Offense is important, too, and Matthews and Lillard provided it in superlative fashion.

“Matthews and Lillard, they just couldn’t miss,” said Minnesota power forward Kevin Love, who had team highs in points (24) and rebounds (13) in his 36 minutes. “Easy as that. Those kind of games happen.”

“Wes and Damian picked up the slack tonight,” Aldridge said. “They came out ready to go, played great and made shots.”

Matthews was 12 for 17 from the field, including 5 for 6 from 3-point range, and also had four steals and three assists in his 40-minute performance.

“I needed a game like this,” said Matthews, whose career-high is 36 points. “Haven’t been too many games where I’ve able to really go like that. But I was really more happy with the defensive performance on my behalf and the team’s behalf.”

“I wasn’t surprised he was making shots,” Lillard said. “Every day in practice you see those shots Wes takes going in.”

Before the game, Minnesota coach Rick Adelman called Lillard “probably the best rookie in the league right now.” The 6-3 point guard out of Weber State lived up to that billing, sinking 11 of 17 shots, including 4 of 8 3-pointers, while contributing eight assists with no turnovers in a Rembrandt-like 37 minutes.

The Blazers shot a season-best .538, in part due to Minnesota’s porous defense.

“We just didn’t defend them well enough,” Adelman said. “They shot the heck out of the ball and (on offense) we didn’t finish plays at the basket.”

[Items stored from a collection]
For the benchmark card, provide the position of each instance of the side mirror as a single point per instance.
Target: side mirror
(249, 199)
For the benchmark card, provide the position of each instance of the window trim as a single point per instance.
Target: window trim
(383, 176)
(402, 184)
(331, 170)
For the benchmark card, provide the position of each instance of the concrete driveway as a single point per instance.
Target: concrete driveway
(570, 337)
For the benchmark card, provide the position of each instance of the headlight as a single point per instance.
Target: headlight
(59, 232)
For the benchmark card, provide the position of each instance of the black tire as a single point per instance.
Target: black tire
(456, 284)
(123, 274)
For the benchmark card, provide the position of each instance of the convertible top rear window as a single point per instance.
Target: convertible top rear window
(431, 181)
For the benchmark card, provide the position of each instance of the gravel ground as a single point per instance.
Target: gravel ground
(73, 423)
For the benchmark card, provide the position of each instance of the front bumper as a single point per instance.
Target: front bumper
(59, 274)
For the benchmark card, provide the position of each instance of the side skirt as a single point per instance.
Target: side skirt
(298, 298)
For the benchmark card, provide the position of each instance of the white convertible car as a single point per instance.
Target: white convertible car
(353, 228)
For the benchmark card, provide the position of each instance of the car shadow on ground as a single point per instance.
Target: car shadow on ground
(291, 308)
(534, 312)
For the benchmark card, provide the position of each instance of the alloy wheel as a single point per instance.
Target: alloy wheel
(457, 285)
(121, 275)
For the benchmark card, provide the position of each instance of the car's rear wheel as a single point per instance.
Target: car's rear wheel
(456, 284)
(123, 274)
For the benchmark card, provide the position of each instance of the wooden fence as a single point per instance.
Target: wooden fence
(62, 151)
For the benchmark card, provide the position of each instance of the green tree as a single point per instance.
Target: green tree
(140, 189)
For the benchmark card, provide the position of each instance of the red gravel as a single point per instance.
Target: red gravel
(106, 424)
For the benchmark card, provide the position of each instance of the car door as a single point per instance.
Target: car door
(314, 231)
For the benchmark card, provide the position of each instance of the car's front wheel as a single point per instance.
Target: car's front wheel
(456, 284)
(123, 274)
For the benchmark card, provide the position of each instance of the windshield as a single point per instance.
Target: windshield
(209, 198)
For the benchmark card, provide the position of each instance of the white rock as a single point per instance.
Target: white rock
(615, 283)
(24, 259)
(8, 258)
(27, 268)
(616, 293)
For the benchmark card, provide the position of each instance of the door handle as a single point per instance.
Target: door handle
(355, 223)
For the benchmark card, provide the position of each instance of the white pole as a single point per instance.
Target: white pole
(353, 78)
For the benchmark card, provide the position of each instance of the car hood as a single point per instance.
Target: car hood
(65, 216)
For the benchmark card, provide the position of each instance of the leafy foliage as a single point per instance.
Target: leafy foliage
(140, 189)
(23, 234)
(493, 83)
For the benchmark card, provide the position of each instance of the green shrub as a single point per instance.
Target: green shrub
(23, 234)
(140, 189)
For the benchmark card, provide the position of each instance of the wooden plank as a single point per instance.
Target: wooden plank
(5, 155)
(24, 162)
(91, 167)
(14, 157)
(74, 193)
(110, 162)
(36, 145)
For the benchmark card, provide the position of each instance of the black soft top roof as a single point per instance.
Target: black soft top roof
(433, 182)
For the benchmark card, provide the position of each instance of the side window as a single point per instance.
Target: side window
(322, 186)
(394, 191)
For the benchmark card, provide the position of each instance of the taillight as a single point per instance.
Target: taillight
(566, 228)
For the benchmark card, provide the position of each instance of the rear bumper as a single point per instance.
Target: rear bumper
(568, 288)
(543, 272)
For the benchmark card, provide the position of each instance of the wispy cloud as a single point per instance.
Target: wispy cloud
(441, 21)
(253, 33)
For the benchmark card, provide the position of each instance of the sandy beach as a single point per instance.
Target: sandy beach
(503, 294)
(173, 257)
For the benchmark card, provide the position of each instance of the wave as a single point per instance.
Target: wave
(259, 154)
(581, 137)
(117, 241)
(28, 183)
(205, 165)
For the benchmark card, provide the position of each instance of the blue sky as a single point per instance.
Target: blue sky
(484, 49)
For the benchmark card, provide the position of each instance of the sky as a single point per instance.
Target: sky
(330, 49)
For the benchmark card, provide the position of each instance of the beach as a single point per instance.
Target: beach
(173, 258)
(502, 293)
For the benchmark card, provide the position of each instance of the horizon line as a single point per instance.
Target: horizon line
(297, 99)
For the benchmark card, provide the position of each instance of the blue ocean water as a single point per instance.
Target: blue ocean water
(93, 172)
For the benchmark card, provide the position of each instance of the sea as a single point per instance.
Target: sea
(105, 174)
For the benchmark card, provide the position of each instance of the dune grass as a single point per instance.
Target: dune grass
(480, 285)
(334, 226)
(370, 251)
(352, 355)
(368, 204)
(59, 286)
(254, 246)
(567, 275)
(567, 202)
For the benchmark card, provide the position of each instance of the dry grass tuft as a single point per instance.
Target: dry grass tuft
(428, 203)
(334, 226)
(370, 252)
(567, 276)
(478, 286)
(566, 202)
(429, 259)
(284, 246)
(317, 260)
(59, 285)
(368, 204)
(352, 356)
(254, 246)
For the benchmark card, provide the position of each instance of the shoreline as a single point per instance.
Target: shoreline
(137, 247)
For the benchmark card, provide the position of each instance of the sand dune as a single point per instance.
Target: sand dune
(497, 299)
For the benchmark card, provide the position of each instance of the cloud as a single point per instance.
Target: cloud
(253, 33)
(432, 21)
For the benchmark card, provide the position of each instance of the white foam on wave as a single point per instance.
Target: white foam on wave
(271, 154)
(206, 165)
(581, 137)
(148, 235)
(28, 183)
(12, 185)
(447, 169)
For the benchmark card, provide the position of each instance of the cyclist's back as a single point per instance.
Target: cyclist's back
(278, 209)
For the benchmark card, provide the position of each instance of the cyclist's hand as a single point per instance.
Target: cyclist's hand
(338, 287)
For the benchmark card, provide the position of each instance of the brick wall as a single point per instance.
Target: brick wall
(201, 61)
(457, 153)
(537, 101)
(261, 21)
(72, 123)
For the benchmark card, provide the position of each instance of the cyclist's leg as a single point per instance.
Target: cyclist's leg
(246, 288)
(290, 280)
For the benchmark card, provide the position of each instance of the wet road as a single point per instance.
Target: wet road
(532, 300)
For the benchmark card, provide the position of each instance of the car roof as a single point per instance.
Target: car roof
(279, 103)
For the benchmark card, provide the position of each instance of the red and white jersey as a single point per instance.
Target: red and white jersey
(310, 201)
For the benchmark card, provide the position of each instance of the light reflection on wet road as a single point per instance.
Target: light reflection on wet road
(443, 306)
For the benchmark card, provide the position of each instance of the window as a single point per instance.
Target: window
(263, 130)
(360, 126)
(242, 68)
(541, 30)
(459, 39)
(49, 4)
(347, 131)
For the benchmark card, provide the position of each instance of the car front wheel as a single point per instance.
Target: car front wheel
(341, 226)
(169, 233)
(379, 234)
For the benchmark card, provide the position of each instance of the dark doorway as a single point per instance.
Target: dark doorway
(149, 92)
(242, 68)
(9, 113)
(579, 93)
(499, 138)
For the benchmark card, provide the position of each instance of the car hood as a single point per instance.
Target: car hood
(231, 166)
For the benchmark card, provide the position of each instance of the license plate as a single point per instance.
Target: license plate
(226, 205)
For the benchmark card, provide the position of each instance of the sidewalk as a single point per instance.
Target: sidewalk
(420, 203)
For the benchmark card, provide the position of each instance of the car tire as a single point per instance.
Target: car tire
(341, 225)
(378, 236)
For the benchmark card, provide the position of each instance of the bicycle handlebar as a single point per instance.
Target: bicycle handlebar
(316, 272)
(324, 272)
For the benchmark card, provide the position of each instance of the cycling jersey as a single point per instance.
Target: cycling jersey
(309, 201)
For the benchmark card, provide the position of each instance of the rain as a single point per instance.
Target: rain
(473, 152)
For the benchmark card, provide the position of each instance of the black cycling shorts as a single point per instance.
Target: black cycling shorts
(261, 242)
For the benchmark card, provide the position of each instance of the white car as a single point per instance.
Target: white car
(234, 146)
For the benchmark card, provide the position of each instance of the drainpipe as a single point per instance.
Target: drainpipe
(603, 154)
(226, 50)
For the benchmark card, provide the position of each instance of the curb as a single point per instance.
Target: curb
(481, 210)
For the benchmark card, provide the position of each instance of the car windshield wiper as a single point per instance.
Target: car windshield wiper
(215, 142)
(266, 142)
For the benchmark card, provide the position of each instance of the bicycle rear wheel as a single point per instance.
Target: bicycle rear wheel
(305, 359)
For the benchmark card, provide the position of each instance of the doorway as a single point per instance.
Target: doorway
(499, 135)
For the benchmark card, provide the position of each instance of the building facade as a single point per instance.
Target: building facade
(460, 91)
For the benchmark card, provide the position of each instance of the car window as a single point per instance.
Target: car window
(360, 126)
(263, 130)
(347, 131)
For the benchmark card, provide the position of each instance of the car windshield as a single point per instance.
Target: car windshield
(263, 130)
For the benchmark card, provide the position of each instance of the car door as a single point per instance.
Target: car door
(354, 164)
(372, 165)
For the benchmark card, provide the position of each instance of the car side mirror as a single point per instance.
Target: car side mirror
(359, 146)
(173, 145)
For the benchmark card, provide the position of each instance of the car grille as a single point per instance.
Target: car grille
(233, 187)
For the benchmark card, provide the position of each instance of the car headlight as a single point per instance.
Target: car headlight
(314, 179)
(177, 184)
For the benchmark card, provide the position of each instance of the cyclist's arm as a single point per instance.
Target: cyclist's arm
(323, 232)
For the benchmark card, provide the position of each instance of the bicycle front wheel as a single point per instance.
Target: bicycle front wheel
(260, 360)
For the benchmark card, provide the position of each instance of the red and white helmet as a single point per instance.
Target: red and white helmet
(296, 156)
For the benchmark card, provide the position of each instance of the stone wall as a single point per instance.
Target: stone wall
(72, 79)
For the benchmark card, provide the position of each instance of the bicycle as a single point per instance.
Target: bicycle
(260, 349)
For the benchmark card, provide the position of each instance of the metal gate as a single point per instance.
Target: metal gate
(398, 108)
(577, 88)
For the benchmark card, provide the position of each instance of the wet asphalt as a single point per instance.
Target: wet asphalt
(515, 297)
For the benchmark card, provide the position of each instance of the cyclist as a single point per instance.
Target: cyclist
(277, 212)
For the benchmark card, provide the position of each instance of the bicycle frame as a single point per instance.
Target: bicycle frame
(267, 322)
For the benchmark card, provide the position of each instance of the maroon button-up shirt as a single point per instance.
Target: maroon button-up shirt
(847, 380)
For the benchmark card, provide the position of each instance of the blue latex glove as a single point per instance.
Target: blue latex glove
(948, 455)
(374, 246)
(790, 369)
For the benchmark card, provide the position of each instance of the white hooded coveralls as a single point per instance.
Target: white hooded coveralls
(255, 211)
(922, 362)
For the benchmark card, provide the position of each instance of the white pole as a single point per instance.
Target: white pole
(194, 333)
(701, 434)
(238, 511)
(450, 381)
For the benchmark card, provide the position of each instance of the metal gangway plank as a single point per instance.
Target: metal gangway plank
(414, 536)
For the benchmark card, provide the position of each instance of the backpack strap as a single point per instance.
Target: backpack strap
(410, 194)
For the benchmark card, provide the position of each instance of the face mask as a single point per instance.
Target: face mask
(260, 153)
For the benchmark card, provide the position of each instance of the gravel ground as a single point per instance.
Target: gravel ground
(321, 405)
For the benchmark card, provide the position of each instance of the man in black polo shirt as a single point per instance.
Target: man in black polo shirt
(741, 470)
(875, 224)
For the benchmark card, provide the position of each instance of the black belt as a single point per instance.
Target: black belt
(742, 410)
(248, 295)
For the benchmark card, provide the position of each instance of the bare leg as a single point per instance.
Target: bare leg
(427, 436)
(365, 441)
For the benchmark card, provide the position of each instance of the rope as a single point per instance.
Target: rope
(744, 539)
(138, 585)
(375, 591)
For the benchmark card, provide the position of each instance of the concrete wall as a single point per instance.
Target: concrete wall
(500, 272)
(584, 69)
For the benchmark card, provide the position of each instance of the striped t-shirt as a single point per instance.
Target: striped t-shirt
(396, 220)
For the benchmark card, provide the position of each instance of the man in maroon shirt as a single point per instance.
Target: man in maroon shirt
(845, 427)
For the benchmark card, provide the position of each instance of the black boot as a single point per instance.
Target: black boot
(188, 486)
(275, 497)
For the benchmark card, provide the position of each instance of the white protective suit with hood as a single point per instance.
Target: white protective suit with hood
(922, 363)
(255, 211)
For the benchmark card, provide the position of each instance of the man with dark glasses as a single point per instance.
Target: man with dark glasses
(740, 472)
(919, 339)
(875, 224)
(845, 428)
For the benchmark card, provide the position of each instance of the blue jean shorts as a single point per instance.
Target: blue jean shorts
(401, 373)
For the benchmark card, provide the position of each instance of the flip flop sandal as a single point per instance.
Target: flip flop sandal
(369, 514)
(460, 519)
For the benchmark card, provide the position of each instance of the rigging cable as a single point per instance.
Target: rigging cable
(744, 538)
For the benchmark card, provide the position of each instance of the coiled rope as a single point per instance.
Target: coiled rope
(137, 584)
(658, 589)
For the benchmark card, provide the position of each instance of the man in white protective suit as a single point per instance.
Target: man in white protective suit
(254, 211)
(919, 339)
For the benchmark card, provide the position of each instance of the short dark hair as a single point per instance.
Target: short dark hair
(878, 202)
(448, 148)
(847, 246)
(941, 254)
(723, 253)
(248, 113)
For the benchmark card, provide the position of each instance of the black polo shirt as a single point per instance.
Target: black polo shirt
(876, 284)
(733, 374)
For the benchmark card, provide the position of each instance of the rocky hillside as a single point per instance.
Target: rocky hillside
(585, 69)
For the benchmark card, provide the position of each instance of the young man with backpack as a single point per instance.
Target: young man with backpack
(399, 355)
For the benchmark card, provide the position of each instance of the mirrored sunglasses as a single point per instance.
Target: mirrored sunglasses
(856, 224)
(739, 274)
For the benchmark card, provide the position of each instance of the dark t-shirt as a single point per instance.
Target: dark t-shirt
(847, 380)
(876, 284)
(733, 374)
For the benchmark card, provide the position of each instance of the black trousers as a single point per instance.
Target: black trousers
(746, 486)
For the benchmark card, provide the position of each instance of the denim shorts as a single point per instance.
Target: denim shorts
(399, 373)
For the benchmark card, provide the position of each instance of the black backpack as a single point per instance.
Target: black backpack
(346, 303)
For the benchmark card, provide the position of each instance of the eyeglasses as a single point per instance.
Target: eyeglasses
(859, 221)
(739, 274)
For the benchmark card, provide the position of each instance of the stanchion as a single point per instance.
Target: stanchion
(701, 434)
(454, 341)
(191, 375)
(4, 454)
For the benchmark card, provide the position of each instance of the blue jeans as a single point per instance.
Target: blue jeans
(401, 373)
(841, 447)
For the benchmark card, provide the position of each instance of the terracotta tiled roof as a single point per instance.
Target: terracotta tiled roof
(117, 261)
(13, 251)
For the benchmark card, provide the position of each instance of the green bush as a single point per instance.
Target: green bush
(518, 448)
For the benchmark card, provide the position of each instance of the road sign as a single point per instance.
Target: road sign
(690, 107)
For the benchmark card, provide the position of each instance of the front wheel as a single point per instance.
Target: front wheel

- [Exercise set]
- a) Output the part of the basketball game report that begins at the words "Matthews was 12" and stops after the words "Minnesota’s porous defense.", copied without any change.
- b) Using the basketball game report, mark each statement yes or no and quote the words that decide it: (i) Matthews made 5 of his 6 attempts from 3-point range. (ii) Kevin Love played 40 minutes. (iii) Lillard committed two turnovers.
- c) According to the basketball game report, what school did Lillard come out of?

- [Answers per task]
- a)
Matthews was 12 for 17 from the field, including 5 for 6 from 3-point range, and also had four steals and three assists in his 40-minute performance.

“I needed a game like this,” said Matthews, whose career-high is 36 points. “Haven’t been too many games where I’ve able to really go like that. But I was really more happy with the defensive performance on my behalf and the team’s behalf.”

“I wasn’t surprised he was making shots,” Lillard said. “Every day in practice you see those shots Wes takes going in.”

Before the game, Minnesota coach Rick Adelman called Lillard “probably the best rookie in the league right now.” The 6-3 point guard out of Weber State lived up to that billing, sinking 11 of 17 shots, including 4 of 8 3-pointers, while contributing eight assists with no turnovers in a Rembrandt-like 37 minutes.

The Blazers shot a season-best .538, in part due to Minnesota’s porous defense.

- b)
(i) Yes: "including 5 for 6 from 3-point range"
(ii) No: "in his 36 minutes"
(iii) No: "eight assists with no turnovers"

- c) Weber State.